*Task objective*.
Output each line of the entries below as a Markdown table with the columns "Row" and "Line", numbering the rows in order and skipping any blank lines.

Records from a collection
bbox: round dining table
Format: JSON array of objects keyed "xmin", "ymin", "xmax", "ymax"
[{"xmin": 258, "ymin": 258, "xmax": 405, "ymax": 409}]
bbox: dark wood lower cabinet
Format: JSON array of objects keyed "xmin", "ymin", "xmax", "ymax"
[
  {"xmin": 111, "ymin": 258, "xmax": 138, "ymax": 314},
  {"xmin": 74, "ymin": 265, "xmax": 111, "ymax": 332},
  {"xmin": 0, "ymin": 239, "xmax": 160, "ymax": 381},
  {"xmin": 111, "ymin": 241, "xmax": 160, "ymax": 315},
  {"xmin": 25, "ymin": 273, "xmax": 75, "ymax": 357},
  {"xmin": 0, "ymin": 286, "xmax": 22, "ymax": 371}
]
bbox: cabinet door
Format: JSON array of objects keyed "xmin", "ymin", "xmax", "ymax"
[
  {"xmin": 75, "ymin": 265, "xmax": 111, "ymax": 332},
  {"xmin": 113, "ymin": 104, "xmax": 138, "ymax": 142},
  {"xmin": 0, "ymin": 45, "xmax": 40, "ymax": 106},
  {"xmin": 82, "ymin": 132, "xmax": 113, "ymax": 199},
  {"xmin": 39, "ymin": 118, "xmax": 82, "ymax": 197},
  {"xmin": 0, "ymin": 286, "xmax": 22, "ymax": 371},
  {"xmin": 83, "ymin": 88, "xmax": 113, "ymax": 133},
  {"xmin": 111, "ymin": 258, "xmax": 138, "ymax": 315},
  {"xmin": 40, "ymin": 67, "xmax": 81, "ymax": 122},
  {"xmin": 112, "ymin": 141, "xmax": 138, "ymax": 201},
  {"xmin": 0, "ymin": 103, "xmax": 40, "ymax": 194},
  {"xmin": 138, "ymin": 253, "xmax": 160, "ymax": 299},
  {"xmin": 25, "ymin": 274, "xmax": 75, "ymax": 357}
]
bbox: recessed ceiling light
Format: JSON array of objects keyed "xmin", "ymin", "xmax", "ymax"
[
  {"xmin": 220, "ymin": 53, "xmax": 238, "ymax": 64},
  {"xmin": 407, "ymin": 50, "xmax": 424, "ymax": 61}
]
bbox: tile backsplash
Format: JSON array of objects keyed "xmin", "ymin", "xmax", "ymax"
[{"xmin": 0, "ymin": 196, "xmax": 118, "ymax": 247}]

*Finished answer*.
| Row | Line |
|---|---|
| 1 | bbox: round dining table |
| 2 | Format: JSON array of objects keyed "xmin", "ymin", "xmax", "ymax" |
| 3 | [{"xmin": 258, "ymin": 258, "xmax": 405, "ymax": 409}] |
| 4 | bbox: dark wood lower cabinet |
| 5 | Format: JSON array of objects keyed "xmin", "ymin", "xmax", "ymax" |
| 6 | [ |
| 7 |   {"xmin": 111, "ymin": 258, "xmax": 138, "ymax": 314}, |
| 8 |   {"xmin": 74, "ymin": 265, "xmax": 111, "ymax": 332}, |
| 9 |   {"xmin": 0, "ymin": 239, "xmax": 160, "ymax": 381}, |
| 10 |   {"xmin": 111, "ymin": 241, "xmax": 160, "ymax": 315}, |
| 11 |   {"xmin": 25, "ymin": 273, "xmax": 75, "ymax": 357}, |
| 12 |   {"xmin": 0, "ymin": 286, "xmax": 22, "ymax": 371} |
| 13 | ] |
| 14 | bbox: cabinet door |
| 15 | Format: JSON array of objects keyed "xmin", "ymin", "xmax", "ymax" |
| 16 | [ |
| 17 |   {"xmin": 75, "ymin": 265, "xmax": 111, "ymax": 332}, |
| 18 |   {"xmin": 113, "ymin": 104, "xmax": 138, "ymax": 142}, |
| 19 |   {"xmin": 0, "ymin": 45, "xmax": 40, "ymax": 106}, |
| 20 |   {"xmin": 82, "ymin": 132, "xmax": 113, "ymax": 199}, |
| 21 |   {"xmin": 39, "ymin": 118, "xmax": 82, "ymax": 197}, |
| 22 |   {"xmin": 0, "ymin": 286, "xmax": 22, "ymax": 371}, |
| 23 |   {"xmin": 83, "ymin": 88, "xmax": 113, "ymax": 133}, |
| 24 |   {"xmin": 111, "ymin": 258, "xmax": 138, "ymax": 315}, |
| 25 |   {"xmin": 40, "ymin": 67, "xmax": 81, "ymax": 122}, |
| 26 |   {"xmin": 112, "ymin": 141, "xmax": 138, "ymax": 201}, |
| 27 |   {"xmin": 0, "ymin": 103, "xmax": 40, "ymax": 194}, |
| 28 |   {"xmin": 138, "ymin": 253, "xmax": 160, "ymax": 299}, |
| 29 |   {"xmin": 25, "ymin": 274, "xmax": 75, "ymax": 357} |
| 30 | ] |
| 31 | bbox: recessed ceiling light |
| 32 | Format: JSON array of objects keyed "xmin", "ymin", "xmax", "ymax" |
| 33 | [ |
| 34 |   {"xmin": 220, "ymin": 53, "xmax": 238, "ymax": 64}, |
| 35 |   {"xmin": 407, "ymin": 50, "xmax": 424, "ymax": 61} |
| 36 | ] |
| 37 | bbox: tile backsplash |
| 38 | Format: JSON array of objects keyed "xmin", "ymin", "xmax", "ymax" |
| 39 | [{"xmin": 0, "ymin": 196, "xmax": 118, "ymax": 247}] |